**DATA FOR REVIEW:**
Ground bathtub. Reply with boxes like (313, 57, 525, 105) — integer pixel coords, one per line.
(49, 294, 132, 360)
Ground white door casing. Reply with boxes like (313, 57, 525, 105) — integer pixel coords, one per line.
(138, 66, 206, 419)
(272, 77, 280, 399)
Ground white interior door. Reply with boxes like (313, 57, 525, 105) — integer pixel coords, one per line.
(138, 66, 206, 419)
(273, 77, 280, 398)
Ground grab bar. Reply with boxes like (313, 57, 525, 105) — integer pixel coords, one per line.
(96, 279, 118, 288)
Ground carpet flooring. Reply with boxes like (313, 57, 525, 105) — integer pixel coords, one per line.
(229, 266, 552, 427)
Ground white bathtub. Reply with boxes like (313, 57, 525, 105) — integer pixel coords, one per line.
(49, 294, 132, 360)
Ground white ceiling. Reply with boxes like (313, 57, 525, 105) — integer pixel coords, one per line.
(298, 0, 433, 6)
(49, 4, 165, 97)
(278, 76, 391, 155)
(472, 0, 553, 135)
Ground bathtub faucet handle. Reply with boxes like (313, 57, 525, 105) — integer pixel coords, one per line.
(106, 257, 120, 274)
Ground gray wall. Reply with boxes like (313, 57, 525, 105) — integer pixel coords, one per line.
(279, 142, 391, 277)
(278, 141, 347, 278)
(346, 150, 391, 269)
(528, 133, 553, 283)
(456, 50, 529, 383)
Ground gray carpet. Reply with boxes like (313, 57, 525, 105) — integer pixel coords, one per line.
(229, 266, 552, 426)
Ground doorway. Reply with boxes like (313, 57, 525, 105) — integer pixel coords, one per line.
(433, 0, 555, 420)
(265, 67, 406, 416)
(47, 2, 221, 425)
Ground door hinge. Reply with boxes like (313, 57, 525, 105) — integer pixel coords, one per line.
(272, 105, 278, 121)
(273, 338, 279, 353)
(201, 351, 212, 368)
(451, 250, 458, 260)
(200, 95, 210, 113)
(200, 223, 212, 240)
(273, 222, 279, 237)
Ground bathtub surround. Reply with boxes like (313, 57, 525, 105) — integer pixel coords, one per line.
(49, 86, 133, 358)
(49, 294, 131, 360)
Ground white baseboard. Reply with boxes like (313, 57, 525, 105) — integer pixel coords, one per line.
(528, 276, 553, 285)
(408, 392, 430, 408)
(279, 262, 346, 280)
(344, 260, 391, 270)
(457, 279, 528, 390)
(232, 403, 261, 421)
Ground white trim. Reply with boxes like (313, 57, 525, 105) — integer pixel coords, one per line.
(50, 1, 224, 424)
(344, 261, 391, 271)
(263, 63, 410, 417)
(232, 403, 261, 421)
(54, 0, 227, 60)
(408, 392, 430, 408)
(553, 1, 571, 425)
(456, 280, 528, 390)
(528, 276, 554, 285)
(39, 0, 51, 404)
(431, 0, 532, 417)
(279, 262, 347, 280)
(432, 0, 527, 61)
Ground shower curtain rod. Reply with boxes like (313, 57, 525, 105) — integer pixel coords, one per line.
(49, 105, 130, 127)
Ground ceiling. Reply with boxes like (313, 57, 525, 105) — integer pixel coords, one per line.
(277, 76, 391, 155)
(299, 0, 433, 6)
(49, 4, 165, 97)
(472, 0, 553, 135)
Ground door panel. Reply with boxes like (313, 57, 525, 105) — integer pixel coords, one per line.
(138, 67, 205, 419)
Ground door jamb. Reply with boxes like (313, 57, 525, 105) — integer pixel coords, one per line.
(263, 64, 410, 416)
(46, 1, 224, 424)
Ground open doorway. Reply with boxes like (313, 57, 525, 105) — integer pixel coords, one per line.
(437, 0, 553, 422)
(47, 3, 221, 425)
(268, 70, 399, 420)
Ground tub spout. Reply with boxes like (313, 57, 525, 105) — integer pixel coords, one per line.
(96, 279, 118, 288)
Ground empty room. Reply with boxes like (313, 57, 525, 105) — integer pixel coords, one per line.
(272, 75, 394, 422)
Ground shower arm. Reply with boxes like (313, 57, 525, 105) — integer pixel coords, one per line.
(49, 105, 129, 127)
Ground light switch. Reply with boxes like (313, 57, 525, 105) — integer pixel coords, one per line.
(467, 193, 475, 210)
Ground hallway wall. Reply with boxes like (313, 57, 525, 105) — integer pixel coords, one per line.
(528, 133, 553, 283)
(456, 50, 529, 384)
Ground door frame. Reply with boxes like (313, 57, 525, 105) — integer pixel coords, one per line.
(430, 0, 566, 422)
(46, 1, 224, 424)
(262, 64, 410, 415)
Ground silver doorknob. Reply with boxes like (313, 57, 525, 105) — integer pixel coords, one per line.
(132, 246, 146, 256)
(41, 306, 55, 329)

**WORK INSTRUCTION:** Retype the material word for word. Add nothing to it.

**WRITTEN REPLY:**
Ground bathtub. Reply with boxes like (313, 57, 525, 105) — integer pixel coords, one per line.
(49, 294, 132, 360)
Ground white door casing. Reply with boxes like (313, 57, 525, 105) — integer pixel coords, one per line.
(138, 66, 206, 419)
(272, 77, 280, 399)
Ground white interior door. Reply with boxes like (313, 57, 525, 105) — integer pixel coords, one per line.
(138, 66, 206, 419)
(273, 77, 280, 398)
Ground grab bar. Reply with boxes like (313, 57, 525, 105) — integer pixel coords, one per line.
(96, 279, 118, 288)
Ground carpet flooring. Reply with boxes like (313, 57, 525, 105) — integer pixel coords, one per line.
(229, 266, 552, 427)
Ground white bathtub. Reply with boxes like (313, 57, 525, 105) — integer pixel coords, one per line.
(49, 294, 132, 360)
Ground white ceiling. Reply with boxes like (313, 57, 525, 105) — integer pixel coords, one per line.
(298, 0, 433, 6)
(49, 4, 165, 97)
(278, 76, 391, 155)
(472, 0, 553, 135)
Ground bathtub faucet handle. Reply with boxes like (313, 57, 525, 105) — integer pixel coords, one per line.
(106, 257, 120, 274)
Ground gray wall. Reply with boxes like (313, 57, 525, 105) — integer pixel coords, one per line.
(279, 142, 391, 277)
(278, 141, 347, 278)
(346, 150, 391, 269)
(528, 133, 553, 283)
(456, 50, 529, 383)
Ground gray carpet. Reply with boxes like (313, 57, 525, 105) — integer pixel coords, one per line.
(229, 266, 552, 426)
Ground doorway. Reply with boxes like (313, 57, 525, 105) — integer pixel coords, one per line.
(433, 0, 555, 420)
(265, 67, 406, 416)
(47, 2, 221, 425)
Ground door hinge. Reply with boxes like (313, 57, 525, 105) — integer pixel coords, one per line.
(272, 105, 278, 121)
(273, 338, 279, 353)
(201, 351, 212, 368)
(451, 250, 458, 260)
(200, 95, 210, 113)
(200, 223, 212, 240)
(273, 222, 279, 237)
Ground bathtub surround. Reply with boxes like (313, 57, 525, 105) — integer pixel coords, one per line.
(49, 86, 133, 358)
(49, 294, 131, 360)
Ground white baseboard. Reply with boxes like (313, 57, 525, 105) — integer pixel coords, one per line.
(528, 276, 553, 285)
(408, 392, 430, 408)
(279, 262, 346, 280)
(344, 260, 391, 270)
(457, 279, 528, 390)
(232, 403, 261, 421)
Ground white trim. Reply with boxes like (313, 57, 525, 105) — integer pixel coords, one per line.
(50, 1, 224, 424)
(344, 261, 391, 271)
(263, 63, 410, 417)
(232, 403, 261, 421)
(54, 0, 227, 60)
(408, 392, 430, 408)
(553, 1, 571, 425)
(456, 280, 528, 390)
(528, 276, 554, 285)
(39, 0, 51, 404)
(431, 0, 532, 417)
(279, 262, 347, 280)
(432, 0, 527, 61)
Ground shower curtain rod. Reply with boxes like (313, 57, 525, 105) — integer pixel coords, one per line.
(49, 105, 130, 127)
Ground ceiling. Reply with boxes like (313, 57, 525, 105) — integer pixel coords, one per line.
(277, 76, 391, 155)
(299, 0, 433, 6)
(49, 4, 165, 97)
(472, 0, 553, 135)
Ground door panel. Reply with boxes like (313, 57, 525, 105) — integer pixel coords, one per line.
(138, 67, 205, 419)
Ground door jamb. Reply with boxes like (313, 57, 525, 105) — integer pixel coords, one per line.
(263, 64, 410, 416)
(46, 1, 224, 424)
Ground open doorway. Reply with boxes like (313, 57, 525, 105) — integer pixel coords, one per line.
(437, 0, 553, 422)
(47, 3, 221, 425)
(268, 70, 399, 420)
Ground tub spout. Reply with boxes like (313, 57, 525, 105) — integer pixel coords, one per line.
(96, 279, 118, 288)
Ground empty room. Reply with boxes like (313, 57, 525, 105) — integer pixel coords, one per line.
(272, 75, 394, 422)
Ground shower arm. Reply with boxes like (313, 57, 525, 105) — integer pixel coords, one per line.
(49, 105, 129, 127)
Ground light switch. Reply with boxes like (313, 57, 525, 105) — integer pixel coords, one per line.
(467, 193, 475, 210)
Ground hallway wall. Reply with boxes like (313, 57, 525, 105) — integer pixel coords, one per line.
(528, 133, 553, 283)
(456, 50, 529, 384)
Ground door frame. Reply with boxes like (313, 57, 525, 105) — integer pixel coords, one per line.
(430, 0, 566, 422)
(46, 1, 224, 424)
(262, 64, 410, 415)
Ground silver doorknob. Reply with boxes like (313, 57, 525, 105) — integer pixel coords, one per line.
(132, 246, 146, 256)
(41, 306, 55, 329)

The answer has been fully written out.